DIRECTIONS |
**A.** Set down, word for word, the part of the Gnutella message specification that opens with the words containing "Where TTL(i) and" and closes with "the input stream.".
**B.** Write the next part of the Gnutella message specification, picking up after its final sentence.

SOURCE DOCUMENT |
>>>>

Gnutella Protocol Development
Home :: Developer :: Press :: Research :: Servents
2.4 Standard Message Architecture
Source - Latest draft
Once a servent has connected successfully to the network, it
communicates with other servents by sending and receiving Gnutella
protocol messages. Each message is preceded by a Message Header with
the byte structure given below.
Note 1: One IP packet may contain several Gnutella messages, and
one Gnutella message may be split up on multiple IP-packets. This
means one can never assume a Gnutella message ends when the chunk of
data read from the socket ends.
Note 2: All fields in the following structures are in little-endian
byte order unless otherwise specified.
Note 3: All IP addresses in the following structures are in IPv4
format. For example, the IPv4 byte array
0xD0 0x11 0x32 0x04
byte 0 byte 1 byte 2 byte 3
represents the dotted address 208.17.50.4.
2.4.1 Message Header
The message header is 23 bytes divided into the following fields.
Bytes: Description:
0-15 Message ID/GUID (Globally Unique ID)
16 Payload Type
17 TTL (Time To Live)
18 Hops
19-22 Payload Length
Message ID A 16-byte string (GUID) uniquely identifying the
message on the network.
Servents SHOULD store all 1's (0xff) in byte 8 of the
GUID. (Bytes are numbered 0-15, inclusive.) This
serves to tag the GUID as being from a modern
servent.
Servents SHOULD initially store all 0's in byte 15 of
the GUID. This is reserved for future use.
The other bytes SHOULD have random values.
Payload Indicates the type of message
Type 0x00 = Ping
0x01 = Pong
0x02 = Bye
0x40 = Push
0x80 = Query
0x81 = Query Hit
Other Gnutella messages can be used, but if so the
servent MUST first make sure that the remote host
supports this new message type. This can be done
using handshaking headers.
TTL Time To Live. The number of times the message
will be forwarded by Gnutella servents before it is
removed from the network. Each servent will decrement
the TTL before passing it on to another servent. When
the TTL reaches 0, the message will no longer be
forwarded (and MUST not).
Hops The number of times the message has been forwarded.
As a message is passed from servent to servent, the
TTL and Hops fields of the header must satisfy the
following condition:
TTL(0) = TTL(i) + Hops(i)
Where TTL(i) and Hops(i) are the value of the TTL and
Hops fields of the message, and TTL(0) is maximum
number of hops a message will travel (usually 7).
Payload The length of the message immediately following
Length this header. The next message header is located
exactly this number of bytes from the end of this
header i.e. there are no gaps or pad bytes in the
Gnutella data stream. Messages SHOULD NOT be larger
than 4 kB.
The Payload Length field is the only reliable way for a servent to
find the beginning of the next message in the input stream.
Therefore, servents SHOULD rigorously validate the Payload Length
field for each message received. If a servent becomes out of synch
with its input stream, it SHOULD close the connection associated with
the stream since the upstream servent is either generating, or
forwarding, invalid messages.

<<<<

LISTING |
>>>>

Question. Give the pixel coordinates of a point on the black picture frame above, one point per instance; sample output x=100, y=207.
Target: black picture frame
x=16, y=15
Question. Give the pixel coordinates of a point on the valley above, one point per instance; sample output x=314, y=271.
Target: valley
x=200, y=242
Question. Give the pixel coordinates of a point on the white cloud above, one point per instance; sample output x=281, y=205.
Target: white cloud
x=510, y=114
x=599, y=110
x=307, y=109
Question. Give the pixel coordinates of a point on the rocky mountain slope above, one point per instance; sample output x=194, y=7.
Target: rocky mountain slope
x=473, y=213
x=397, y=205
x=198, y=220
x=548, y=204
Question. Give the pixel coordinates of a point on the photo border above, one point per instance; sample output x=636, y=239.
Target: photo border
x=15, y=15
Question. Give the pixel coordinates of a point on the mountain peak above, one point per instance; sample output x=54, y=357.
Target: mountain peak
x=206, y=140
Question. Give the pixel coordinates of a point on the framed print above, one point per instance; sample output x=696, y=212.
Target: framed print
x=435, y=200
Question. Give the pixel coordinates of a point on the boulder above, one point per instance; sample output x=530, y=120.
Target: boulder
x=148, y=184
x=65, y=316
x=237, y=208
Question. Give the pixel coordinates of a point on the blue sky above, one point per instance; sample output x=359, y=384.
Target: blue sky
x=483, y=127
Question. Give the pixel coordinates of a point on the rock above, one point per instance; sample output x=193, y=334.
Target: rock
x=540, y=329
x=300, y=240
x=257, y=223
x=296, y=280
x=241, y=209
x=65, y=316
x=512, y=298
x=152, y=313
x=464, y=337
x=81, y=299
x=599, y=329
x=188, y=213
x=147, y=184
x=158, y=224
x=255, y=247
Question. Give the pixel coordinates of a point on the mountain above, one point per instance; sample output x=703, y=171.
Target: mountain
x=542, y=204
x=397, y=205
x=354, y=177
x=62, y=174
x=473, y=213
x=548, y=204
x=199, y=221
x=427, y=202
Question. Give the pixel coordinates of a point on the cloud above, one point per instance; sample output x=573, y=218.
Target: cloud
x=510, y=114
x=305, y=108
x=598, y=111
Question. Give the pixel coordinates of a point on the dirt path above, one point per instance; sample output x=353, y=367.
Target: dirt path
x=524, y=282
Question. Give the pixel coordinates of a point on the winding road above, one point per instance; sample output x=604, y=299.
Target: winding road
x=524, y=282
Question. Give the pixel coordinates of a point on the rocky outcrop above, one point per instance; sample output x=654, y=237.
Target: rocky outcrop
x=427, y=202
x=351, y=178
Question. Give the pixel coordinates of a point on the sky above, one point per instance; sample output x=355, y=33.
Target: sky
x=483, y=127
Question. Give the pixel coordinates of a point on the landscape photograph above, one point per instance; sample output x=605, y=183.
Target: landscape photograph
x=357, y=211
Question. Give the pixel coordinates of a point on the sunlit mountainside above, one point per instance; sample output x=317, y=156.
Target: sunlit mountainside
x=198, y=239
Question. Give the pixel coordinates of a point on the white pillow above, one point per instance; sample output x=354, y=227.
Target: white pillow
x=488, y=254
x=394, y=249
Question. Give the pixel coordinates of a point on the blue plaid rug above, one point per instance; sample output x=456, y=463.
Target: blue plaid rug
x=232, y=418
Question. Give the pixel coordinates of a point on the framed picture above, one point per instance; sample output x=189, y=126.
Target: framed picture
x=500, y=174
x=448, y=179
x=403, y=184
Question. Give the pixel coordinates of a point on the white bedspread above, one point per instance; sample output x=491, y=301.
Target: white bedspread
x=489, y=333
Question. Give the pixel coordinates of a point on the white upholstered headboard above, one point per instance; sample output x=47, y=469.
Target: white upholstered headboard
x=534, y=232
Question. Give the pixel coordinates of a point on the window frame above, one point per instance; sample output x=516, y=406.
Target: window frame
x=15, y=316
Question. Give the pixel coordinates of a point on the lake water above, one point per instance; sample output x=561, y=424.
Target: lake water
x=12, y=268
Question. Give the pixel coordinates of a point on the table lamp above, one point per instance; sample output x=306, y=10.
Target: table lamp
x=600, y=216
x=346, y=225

<<<<

PER-TASK ANSWERS |
**A.**
Where TTL(i) and Hops(i) are the value of the TTL and
Hops fields of the message, and TTL(0) is maximum
number of hops a message will travel (usually 7).
Payload The length of the message immediately following
Length this header. The next message header is located
exactly this number of bytes from the end of this
header i.e. there are no gaps or pad bytes in the
Gnutella data stream. Messages SHOULD NOT be larger
than 4 kB.
The Payload Length field is the only reliable way for a servent to
find the beginning of the next message in the input stream.

**B.**
Abuse of the TTL field in broadcasted messages (Query) will lead to
an unnecessary amount of network traffic and poor network
performance. Therefore, servents SHOULD carefully check the TTL
fields of received query messages and lower them as necessary.
Assuming the servent's maximum admissible Query message life is 7
hops, then if TTL + Hops > 7, TTL SHOULD be decreased so that TTL +
Hops = 7. Broadcasted messages with very high TTL values (>15)
SHOULD be dropped.
Immediately following the message header, is a payload consisting
of one of the following messages.
2.4.2 Ping (0x00)
Ping messages MAY contain a GGEP extension block (see Section 2.3),
but no other payload.
2.4.3 Pong (0x01)
Pong messages contains information about a Gnutella host. The
message has the following fields
Bytes: Description:
0-1 Port number. The port number on which the responding
host can accept incoming connections.
2-5 IP Address. The IP address of the responding host.
Note: This field is in big-endian format.
6-9 Number of shared files. The number of files that the
servent with the given IP address and port is sharing
on the network.
10-13 Number of kilobytes shared. The number of kilobytes
of data that the servent with the given IP address and
port is sharing on the network.
14- OPTIONAL GGEP extension block. (see Section 2.3)
Pong messages are only sent in response to an incoming Ping
message. It is valid for more than one Pong message to be sent in
response to a single Ping message. This enables host caches to send
cached servent address information in response to a Ping request.
The Message ID of a Pong message MUST be the Message ID of the Ping
message it is sent in reply to.
The fields specifying the number of shared files and the number of
kilobytes shared was intended to allow one to measure the amount of
data available on the network. With a very large Gnutella network,
and minimized Ping and Pong message traffic, this can no longer be
done. Still, these fields SHOULD be filled out correctly.
2.4.4 Query (0x80)
Since Query messages are broadcasted to many nodes, the total size
of the message SHOULD not be larger than 256 bytes. Servents MAY drop
Query messages larger that 256 bytes, and SHOULD drop Query messages
larger than 4 kB.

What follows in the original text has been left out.